(Problem): When you reach the line that has "of the window" in the material below, reproduce it and each line after it exactly, through the last one.

(Extracted material):

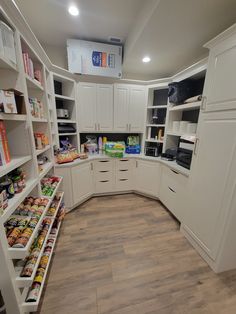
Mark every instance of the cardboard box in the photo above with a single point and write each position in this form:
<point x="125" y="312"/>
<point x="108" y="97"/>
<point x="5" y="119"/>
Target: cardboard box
<point x="4" y="143"/>
<point x="12" y="101"/>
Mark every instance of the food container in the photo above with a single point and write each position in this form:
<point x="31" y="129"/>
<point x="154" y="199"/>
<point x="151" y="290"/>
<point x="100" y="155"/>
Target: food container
<point x="176" y="126"/>
<point x="191" y="128"/>
<point x="183" y="126"/>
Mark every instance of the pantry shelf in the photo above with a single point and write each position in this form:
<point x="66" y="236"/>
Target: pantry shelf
<point x="186" y="107"/>
<point x="14" y="202"/>
<point x="27" y="281"/>
<point x="64" y="97"/>
<point x="40" y="151"/>
<point x="39" y="120"/>
<point x="33" y="306"/>
<point x="13" y="117"/>
<point x="156" y="125"/>
<point x="157" y="107"/>
<point x="153" y="141"/>
<point x="46" y="168"/>
<point x="32" y="83"/>
<point x="6" y="64"/>
<point x="20" y="253"/>
<point x="16" y="162"/>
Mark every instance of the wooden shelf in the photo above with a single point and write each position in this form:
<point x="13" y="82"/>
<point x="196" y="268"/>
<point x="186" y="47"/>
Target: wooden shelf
<point x="33" y="306"/>
<point x="16" y="162"/>
<point x="186" y="107"/>
<point x="14" y="202"/>
<point x="153" y="141"/>
<point x="157" y="107"/>
<point x="27" y="281"/>
<point x="67" y="134"/>
<point x="13" y="116"/>
<point x="40" y="151"/>
<point x="7" y="64"/>
<point x="57" y="96"/>
<point x="32" y="83"/>
<point x="20" y="253"/>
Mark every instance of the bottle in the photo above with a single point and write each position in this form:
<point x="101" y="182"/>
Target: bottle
<point x="100" y="146"/>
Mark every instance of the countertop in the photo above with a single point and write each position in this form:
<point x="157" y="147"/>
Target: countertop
<point x="171" y="164"/>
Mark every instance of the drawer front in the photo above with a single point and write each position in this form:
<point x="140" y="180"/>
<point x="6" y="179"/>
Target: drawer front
<point x="104" y="186"/>
<point x="103" y="165"/>
<point x="123" y="164"/>
<point x="123" y="174"/>
<point x="123" y="184"/>
<point x="103" y="175"/>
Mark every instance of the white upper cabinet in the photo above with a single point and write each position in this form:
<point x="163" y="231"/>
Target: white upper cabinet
<point x="104" y="107"/>
<point x="87" y="107"/>
<point x="220" y="88"/>
<point x="129" y="108"/>
<point x="137" y="103"/>
<point x="121" y="108"/>
<point x="95" y="107"/>
<point x="210" y="186"/>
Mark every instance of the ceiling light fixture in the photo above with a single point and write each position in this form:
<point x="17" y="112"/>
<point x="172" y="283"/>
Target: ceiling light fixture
<point x="146" y="59"/>
<point x="73" y="10"/>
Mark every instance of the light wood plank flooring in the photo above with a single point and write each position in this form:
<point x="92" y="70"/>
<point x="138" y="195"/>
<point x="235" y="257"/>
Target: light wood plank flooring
<point x="125" y="255"/>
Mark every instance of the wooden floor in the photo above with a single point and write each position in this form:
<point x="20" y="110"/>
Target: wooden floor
<point x="125" y="255"/>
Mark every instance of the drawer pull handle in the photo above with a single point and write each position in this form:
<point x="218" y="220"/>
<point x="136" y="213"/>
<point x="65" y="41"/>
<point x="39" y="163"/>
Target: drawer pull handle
<point x="171" y="189"/>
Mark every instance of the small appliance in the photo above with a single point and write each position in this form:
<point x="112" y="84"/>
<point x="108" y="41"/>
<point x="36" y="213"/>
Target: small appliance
<point x="185" y="151"/>
<point x="63" y="114"/>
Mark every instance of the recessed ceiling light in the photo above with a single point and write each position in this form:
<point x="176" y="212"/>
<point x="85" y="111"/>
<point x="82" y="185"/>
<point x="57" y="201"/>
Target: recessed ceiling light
<point x="73" y="10"/>
<point x="146" y="59"/>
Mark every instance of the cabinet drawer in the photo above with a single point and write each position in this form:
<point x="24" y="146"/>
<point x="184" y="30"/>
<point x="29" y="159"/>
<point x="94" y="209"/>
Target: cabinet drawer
<point x="123" y="174"/>
<point x="123" y="184"/>
<point x="103" y="175"/>
<point x="123" y="164"/>
<point x="103" y="165"/>
<point x="103" y="186"/>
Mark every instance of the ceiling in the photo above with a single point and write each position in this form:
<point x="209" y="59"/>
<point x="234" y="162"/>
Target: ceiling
<point x="171" y="32"/>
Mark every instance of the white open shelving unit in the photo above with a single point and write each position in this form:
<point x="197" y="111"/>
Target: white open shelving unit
<point x="20" y="129"/>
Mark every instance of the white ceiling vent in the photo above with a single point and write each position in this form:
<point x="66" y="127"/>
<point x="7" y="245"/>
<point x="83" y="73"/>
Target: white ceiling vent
<point x="115" y="40"/>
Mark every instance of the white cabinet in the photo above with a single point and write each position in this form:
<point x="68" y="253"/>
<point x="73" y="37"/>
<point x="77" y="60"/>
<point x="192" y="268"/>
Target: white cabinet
<point x="212" y="181"/>
<point x="129" y="108"/>
<point x="104" y="107"/>
<point x="220" y="88"/>
<point x="121" y="108"/>
<point x="87" y="107"/>
<point x="173" y="191"/>
<point x="82" y="182"/>
<point x="147" y="177"/>
<point x="137" y="102"/>
<point x="95" y="107"/>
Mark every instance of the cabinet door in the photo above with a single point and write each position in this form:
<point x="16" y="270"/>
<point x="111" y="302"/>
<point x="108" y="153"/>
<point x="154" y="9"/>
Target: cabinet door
<point x="137" y="104"/>
<point x="82" y="184"/>
<point x="209" y="188"/>
<point x="104" y="107"/>
<point x="121" y="107"/>
<point x="87" y="107"/>
<point x="147" y="177"/>
<point x="220" y="88"/>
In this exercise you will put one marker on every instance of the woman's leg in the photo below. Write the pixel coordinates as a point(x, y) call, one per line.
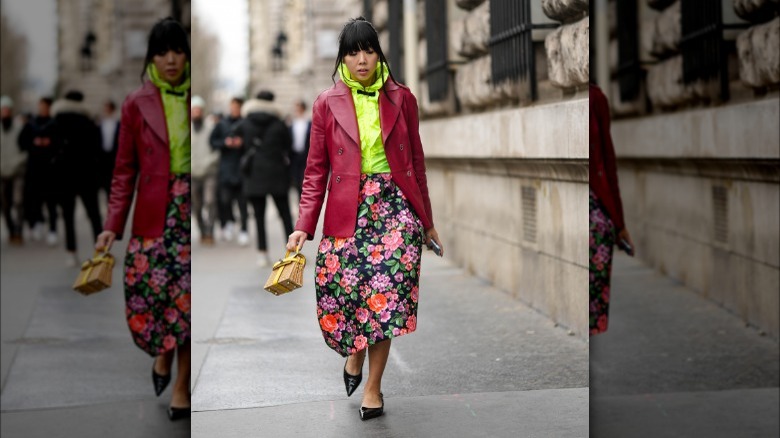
point(377, 359)
point(181, 388)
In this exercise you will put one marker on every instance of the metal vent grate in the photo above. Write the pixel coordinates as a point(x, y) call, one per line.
point(720, 208)
point(529, 213)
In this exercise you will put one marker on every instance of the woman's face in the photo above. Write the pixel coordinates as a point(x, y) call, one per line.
point(362, 65)
point(170, 65)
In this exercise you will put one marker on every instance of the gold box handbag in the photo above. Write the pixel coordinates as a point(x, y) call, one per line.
point(287, 274)
point(95, 274)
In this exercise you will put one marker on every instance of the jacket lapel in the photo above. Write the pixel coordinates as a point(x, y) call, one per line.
point(388, 111)
point(150, 104)
point(343, 108)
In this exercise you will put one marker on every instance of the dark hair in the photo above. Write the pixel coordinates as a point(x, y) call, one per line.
point(358, 34)
point(167, 34)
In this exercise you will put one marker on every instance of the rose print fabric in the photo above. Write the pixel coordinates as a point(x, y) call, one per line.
point(602, 240)
point(367, 284)
point(157, 278)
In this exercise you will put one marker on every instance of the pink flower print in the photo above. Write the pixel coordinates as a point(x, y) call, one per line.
point(360, 342)
point(362, 315)
point(371, 188)
point(411, 323)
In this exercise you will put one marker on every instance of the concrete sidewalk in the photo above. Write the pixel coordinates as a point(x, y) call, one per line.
point(479, 364)
point(69, 365)
point(674, 364)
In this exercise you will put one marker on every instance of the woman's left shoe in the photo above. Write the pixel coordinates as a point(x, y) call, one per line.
point(369, 413)
point(160, 382)
point(178, 413)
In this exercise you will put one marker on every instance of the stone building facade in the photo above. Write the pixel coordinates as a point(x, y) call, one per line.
point(698, 144)
point(115, 34)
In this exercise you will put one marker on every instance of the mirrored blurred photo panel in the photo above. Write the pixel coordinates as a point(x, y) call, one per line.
point(684, 218)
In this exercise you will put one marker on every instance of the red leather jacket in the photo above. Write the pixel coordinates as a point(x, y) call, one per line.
point(603, 170)
point(143, 157)
point(335, 149)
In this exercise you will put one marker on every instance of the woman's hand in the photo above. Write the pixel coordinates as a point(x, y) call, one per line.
point(432, 234)
point(296, 239)
point(105, 240)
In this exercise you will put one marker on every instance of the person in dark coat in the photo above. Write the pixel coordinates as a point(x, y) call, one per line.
point(229, 175)
point(267, 142)
point(77, 150)
point(36, 140)
point(300, 130)
point(109, 135)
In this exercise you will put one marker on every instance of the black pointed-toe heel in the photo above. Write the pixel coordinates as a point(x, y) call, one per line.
point(352, 382)
point(178, 413)
point(369, 413)
point(160, 382)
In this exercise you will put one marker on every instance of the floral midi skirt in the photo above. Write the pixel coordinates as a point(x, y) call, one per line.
point(367, 285)
point(601, 243)
point(157, 278)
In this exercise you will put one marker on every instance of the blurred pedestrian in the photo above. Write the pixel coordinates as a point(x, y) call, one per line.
point(606, 211)
point(267, 147)
point(77, 150)
point(109, 134)
point(204, 171)
point(39, 184)
point(365, 136)
point(300, 130)
point(229, 183)
point(12, 168)
point(154, 149)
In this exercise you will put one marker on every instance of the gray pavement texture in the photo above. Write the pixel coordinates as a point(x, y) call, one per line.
point(69, 365)
point(479, 364)
point(674, 364)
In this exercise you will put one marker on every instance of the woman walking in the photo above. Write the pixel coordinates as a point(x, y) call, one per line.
point(365, 135)
point(154, 149)
point(606, 210)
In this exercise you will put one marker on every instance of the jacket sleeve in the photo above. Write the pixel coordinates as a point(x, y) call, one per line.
point(610, 162)
point(418, 157)
point(315, 176)
point(125, 171)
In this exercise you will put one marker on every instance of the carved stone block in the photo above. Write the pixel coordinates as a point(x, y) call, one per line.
point(565, 11)
point(567, 54)
point(759, 57)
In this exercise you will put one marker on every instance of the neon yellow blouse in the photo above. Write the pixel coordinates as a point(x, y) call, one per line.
point(176, 118)
point(372, 150)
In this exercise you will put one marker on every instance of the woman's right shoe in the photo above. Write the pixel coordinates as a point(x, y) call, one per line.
point(369, 413)
point(352, 382)
point(160, 382)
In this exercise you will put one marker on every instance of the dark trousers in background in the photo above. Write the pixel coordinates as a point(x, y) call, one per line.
point(283, 205)
point(227, 194)
point(67, 201)
point(204, 194)
point(12, 204)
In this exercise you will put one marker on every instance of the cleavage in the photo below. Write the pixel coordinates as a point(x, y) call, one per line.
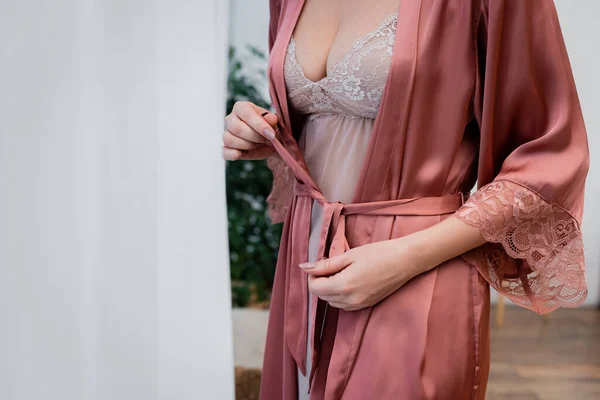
point(348, 45)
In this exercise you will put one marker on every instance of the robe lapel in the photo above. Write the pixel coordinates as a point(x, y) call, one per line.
point(379, 180)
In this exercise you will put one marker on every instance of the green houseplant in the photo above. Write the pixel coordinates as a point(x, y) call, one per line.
point(253, 240)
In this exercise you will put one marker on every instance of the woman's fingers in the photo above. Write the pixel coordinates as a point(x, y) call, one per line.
point(249, 130)
point(242, 130)
point(251, 115)
point(327, 266)
point(235, 142)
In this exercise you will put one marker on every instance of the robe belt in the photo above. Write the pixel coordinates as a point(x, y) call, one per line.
point(333, 242)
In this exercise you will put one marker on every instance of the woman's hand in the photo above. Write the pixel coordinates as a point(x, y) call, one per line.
point(364, 275)
point(248, 134)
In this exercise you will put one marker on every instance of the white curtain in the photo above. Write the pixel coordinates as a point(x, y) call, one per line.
point(114, 279)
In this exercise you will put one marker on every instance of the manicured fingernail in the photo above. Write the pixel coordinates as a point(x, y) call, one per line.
point(269, 134)
point(307, 265)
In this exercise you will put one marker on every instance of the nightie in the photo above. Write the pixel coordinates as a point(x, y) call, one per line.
point(341, 110)
point(457, 109)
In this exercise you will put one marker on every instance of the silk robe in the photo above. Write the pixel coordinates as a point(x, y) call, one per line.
point(478, 89)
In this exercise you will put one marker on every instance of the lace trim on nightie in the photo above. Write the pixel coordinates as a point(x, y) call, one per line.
point(534, 255)
point(353, 89)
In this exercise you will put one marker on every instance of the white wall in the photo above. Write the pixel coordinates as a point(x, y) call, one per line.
point(114, 279)
point(580, 27)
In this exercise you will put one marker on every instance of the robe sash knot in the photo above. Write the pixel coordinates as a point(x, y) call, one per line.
point(332, 242)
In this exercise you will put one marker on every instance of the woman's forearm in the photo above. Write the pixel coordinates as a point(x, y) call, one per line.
point(443, 241)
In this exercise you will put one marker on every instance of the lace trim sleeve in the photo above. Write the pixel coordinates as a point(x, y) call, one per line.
point(534, 255)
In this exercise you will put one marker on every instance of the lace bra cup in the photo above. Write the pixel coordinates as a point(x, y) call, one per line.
point(354, 86)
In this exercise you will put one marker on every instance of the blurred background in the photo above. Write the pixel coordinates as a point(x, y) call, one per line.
point(135, 264)
point(555, 357)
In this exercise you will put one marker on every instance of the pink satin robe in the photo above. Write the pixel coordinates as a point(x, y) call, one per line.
point(478, 90)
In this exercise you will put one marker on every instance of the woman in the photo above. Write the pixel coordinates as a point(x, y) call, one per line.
point(386, 115)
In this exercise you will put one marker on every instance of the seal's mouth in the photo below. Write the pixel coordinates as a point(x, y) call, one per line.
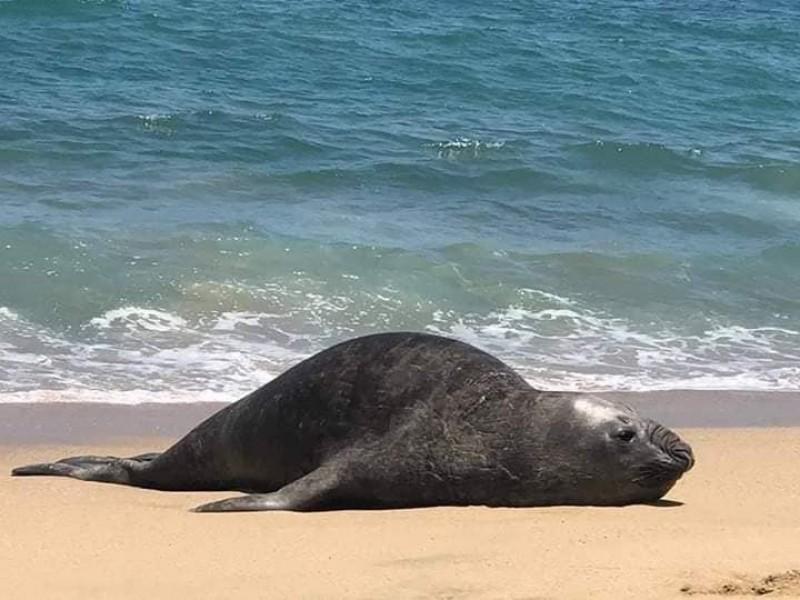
point(676, 458)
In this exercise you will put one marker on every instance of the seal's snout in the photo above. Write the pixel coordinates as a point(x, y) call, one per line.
point(682, 453)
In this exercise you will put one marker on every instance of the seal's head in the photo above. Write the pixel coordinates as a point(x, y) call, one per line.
point(624, 458)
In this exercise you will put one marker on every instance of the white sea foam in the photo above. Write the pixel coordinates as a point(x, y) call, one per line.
point(133, 317)
point(464, 148)
point(135, 354)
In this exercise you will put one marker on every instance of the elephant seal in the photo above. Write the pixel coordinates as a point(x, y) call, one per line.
point(406, 420)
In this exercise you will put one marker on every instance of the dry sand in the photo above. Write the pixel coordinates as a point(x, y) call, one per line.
point(732, 528)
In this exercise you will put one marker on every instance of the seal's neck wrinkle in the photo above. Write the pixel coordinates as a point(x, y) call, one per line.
point(671, 444)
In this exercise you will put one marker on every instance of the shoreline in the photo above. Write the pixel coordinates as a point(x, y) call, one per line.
point(730, 528)
point(79, 423)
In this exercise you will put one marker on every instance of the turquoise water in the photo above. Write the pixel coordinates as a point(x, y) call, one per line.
point(194, 195)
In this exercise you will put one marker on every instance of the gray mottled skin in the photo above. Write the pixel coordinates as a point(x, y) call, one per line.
point(400, 420)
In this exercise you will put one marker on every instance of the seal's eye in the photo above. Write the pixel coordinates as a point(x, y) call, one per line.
point(626, 435)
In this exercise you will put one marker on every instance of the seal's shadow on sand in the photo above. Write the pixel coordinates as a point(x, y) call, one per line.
point(665, 503)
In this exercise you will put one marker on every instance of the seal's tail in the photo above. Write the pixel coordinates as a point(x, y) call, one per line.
point(109, 469)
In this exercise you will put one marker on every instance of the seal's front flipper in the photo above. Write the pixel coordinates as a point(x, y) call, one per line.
point(311, 492)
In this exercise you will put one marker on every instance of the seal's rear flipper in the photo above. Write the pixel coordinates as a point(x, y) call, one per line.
point(311, 492)
point(109, 469)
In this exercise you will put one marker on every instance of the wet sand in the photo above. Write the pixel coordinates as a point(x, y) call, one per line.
point(730, 527)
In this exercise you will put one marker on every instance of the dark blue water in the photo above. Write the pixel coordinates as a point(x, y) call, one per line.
point(194, 195)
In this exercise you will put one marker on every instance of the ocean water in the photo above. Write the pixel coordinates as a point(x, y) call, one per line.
point(196, 195)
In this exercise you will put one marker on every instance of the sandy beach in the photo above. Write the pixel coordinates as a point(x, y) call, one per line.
point(731, 527)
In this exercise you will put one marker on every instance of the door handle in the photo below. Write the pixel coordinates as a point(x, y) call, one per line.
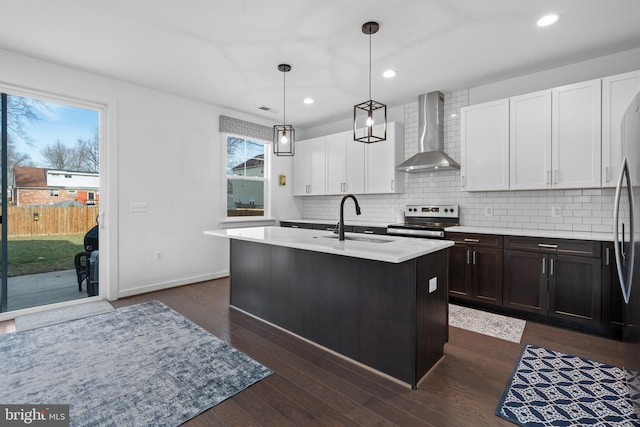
point(547, 246)
point(626, 280)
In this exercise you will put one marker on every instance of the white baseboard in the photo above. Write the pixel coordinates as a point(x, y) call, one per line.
point(170, 284)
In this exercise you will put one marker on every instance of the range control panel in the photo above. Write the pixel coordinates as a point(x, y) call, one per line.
point(421, 211)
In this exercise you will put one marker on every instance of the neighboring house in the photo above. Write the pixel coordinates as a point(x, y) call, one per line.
point(40, 186)
point(247, 193)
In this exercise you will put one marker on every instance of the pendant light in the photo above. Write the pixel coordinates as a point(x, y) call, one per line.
point(370, 113)
point(284, 135)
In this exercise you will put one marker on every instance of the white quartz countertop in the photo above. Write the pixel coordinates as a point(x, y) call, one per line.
point(392, 249)
point(335, 221)
point(556, 234)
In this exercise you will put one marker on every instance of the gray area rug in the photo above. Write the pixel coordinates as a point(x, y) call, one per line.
point(142, 365)
point(60, 315)
point(494, 325)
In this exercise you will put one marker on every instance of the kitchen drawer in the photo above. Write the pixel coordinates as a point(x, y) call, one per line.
point(561, 246)
point(369, 230)
point(475, 239)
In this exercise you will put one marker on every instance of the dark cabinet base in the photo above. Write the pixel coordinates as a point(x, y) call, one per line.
point(380, 314)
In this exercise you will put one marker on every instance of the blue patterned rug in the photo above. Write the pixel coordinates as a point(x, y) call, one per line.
point(142, 365)
point(549, 388)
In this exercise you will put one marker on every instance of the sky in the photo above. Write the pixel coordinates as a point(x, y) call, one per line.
point(58, 122)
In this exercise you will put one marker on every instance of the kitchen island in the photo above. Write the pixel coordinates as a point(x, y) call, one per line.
point(378, 300)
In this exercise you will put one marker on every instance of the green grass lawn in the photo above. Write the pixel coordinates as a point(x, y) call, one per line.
point(42, 254)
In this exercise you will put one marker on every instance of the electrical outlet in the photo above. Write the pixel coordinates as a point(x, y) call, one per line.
point(139, 207)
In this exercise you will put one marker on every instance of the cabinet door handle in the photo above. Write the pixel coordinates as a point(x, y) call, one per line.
point(547, 245)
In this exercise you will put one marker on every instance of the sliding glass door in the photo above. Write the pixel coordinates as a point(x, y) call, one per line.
point(50, 199)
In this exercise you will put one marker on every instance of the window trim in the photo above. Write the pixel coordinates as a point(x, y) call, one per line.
point(266, 216)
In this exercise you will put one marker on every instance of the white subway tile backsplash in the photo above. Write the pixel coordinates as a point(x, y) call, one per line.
point(588, 210)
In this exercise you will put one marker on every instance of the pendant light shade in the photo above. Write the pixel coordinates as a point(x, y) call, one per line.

(Response to the exercise):
In this exercise you will put one marker on every instance of the window trim in the photo above. Write the pixel coordinates as a point(x, y) call, one per line.
point(266, 216)
In this exercise you will put one marker on every instance of the white subway tile backsplash in the photo above. Write the pixel coordinates as a point(x, y) call, one per line.
point(588, 210)
In this exercise you will put one marker on every instance of the pendant light shade in the photo above. Write the pixel coordinates as a point(x, y) call, one per line.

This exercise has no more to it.